• CONSIGNES
1. Répondez aux questions suivantes à l'aide de l'extrait sur le « rêve russe » :
(a) Où les jeunes gens partaient-ils auparavant ?
(b) À quoi le « rêve russe » est-il lié, contrairement au rêve américain ?
(c) Quelle conviction rencontre-t-on chez les gens en Russie ?
2. Poursuivez l'extrait sur le « rêve russe » à la suite de sa dernière phrase.

• EXTRAIT DE LA SOURCE

▬▬▬▬▬▬▬▬▬▬

Ce n’est pas une sorte de phénomène marginal, le flot de ces gens est
de plus en plus significatif. Ils ne sont pas, bien sûr, des dizaines de
milliers, mais ils sont nombreux. Et ce phénomène est nouveau. Avant,
les jeunes gens partaient aux U.S.A., brûlaient du « rêve américain ».
Et maintenant, vient le remplacer le « rêve russe ». Et il est lié, à la
différence du rêve américain, non aux aspects matériels et financiers,
mais ce qui est plus important, à la recherche de soi, en tant qu’homme,
à un retour aux sources chrétiennes. Pour la plupart des Européens, qui
se réfèrent à leur culture chrétienne, la Russie incarne de plus en
plus une sorte de contre modèle de l’Europe, en ce qui concerne les
valeurs familiales et spirituelles.
Thomas : C’est étonnant, vous avez, pour un étranger, une idée si flatteuse des Russes…
A.C. :
Bien sûr, les Russes participent à la société de consommation comme
tous les autres dans le monde entier. Mais tout de même, ici, en Russie,
on rencontre chez les gens quelque chose de profond, (peut-être la «
mystérieuse âme russe » ?), la conviction que l’argent n’est pas dans la
vie la valeur suprême. Et cela est vraiment attirant pour les jeunes
Français, ceux du moins qui se trouvent en quête de plus profond que
l’élargissement de leurs possibilités matérielles. C’est paradoxal, mais
c’est un fait. Je vois d’un côté, en Russie, quelque chose de très
proche de la culture américaine : le besoin d’amasser, le désir de
déballer son niveau de réussite. Mais d’un autre côté, il y a là quelque
chose qu’on ne trouve pas dans la culture américaine : si l’on fait
connaissance avec un Russe d’une façon moins superficielle, on
s’aperçoit que mise à part la soif de réussite, il y a en lui le désir
de se trouver lui-même : « Qui suis-je et pourquoi est-ce que je vis » ?

▬▬▬▬▬▬▬▬▬▬

• SECTION DES DONNÉES
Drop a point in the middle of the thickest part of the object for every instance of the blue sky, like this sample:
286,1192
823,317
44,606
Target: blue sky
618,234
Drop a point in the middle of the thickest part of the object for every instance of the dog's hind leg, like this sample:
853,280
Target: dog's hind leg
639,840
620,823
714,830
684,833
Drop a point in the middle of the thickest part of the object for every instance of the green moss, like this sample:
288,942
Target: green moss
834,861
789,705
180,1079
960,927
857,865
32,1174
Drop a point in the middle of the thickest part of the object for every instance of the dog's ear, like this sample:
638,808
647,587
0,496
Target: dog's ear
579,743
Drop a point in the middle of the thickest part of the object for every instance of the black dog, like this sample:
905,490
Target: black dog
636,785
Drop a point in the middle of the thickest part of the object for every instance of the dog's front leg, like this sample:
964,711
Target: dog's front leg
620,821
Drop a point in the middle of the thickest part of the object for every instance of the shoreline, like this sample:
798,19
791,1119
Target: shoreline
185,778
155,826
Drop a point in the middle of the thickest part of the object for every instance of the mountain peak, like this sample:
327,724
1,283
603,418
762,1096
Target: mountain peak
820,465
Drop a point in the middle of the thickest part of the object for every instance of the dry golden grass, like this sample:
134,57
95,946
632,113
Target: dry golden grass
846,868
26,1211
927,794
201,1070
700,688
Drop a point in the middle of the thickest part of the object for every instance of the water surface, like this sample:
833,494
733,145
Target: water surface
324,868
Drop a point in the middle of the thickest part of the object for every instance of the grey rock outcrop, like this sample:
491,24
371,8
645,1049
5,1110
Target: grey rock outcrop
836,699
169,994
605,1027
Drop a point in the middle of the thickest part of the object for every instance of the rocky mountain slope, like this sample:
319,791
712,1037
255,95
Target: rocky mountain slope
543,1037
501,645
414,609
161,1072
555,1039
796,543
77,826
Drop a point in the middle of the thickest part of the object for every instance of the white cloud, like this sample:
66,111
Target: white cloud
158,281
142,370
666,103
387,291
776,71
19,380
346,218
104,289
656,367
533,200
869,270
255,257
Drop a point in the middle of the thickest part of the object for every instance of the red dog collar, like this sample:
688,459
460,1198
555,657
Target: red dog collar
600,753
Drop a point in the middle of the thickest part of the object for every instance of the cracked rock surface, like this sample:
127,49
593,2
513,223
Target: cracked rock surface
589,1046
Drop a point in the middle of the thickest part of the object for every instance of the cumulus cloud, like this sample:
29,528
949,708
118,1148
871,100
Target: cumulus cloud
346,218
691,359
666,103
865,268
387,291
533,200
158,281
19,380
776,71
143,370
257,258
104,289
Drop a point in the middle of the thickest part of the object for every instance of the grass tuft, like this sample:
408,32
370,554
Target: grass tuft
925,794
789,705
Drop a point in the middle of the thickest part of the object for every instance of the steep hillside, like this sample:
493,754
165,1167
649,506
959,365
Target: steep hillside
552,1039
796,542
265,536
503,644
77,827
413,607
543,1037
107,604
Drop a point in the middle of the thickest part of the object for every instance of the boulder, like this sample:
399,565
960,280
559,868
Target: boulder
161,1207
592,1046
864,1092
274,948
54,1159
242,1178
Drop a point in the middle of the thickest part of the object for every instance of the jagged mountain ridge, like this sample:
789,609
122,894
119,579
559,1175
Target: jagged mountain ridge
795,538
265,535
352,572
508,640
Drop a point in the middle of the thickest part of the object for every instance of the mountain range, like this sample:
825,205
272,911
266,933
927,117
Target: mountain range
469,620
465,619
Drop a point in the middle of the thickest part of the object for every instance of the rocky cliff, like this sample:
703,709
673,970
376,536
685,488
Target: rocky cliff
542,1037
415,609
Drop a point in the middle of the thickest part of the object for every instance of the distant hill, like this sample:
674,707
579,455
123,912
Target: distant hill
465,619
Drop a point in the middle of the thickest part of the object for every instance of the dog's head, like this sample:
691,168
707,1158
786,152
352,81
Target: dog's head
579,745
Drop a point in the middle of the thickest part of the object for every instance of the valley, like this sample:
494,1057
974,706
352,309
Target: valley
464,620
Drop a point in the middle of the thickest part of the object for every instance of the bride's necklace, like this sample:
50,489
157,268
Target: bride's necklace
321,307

▬▬▬▬▬▬▬▬▬▬

• RÉPONSES PAR CONSIGNE
1.
(a) Aux U.S.A.
(b) À la recherche de soi, en tant qu'homme, et à un retour aux sources chrétiennes.
(c) La conviction que l'argent n'est pas dans la vie la valeur suprême.

2.
Et à mon avis, cela est directement lié en premier lieu au retour des
Russes vers la religion, en partie à l’Orthodoxie. C’est une renaissance
religieuse, le besoin de restaurer le lien du présent avec toute
l’histoire russe. Je n’idéalise pas, cela plane dans l’air et se sent
clairement. C’est seulement une réalité qu’on peut constater.
Thomas : Et
que s’est-il donc passé pour que la Russie soit brusquement devenue
attirante aux yeux des étrangers sur le plan des affaires ? Qu’est-ce
qui a changé ?
A.C. : La
façon de considérer la Russie a changé. Quand on disait « la Russie »
dans les années 90, on comprenait la mafia. Et cela faisait peur de
venir travailler ici et y investir de l’argent, on pouvait tout perdre
d’un coup. Mais de telles associations n’existent plus. Les gens ont
senti que sur le plan économique, ici, c’était maintenant sans danger.
Il existe une différence colossale entre le tableau que tracent de la
Russie les médias pro-américains et ce que connaissent de la Russie les
analystes économiques. Les premiers considèrent tout ce qui est lié à la
Russie d’une façon strictement critique.
Les
seconds regardent les choses d’une façon lucide et réaliste et savent
qu’en Russie, toutes les conditions sont rassemblées pour y conduire des
affaires. J’ai personnellement entendu dire lors d’une conférence au
directeur d’une compagnie française très importante : « Avant, nos
entrepreneurs allaient en Chine, mais en réalité, personne n’a rien pu y
gagner, à part les marques de luxe. Aujourd’hui, les compagnies
françaises importantes gagnent beaucoup d’argent en Russie. Celui qui
investit ici fait de bonnes affaires ».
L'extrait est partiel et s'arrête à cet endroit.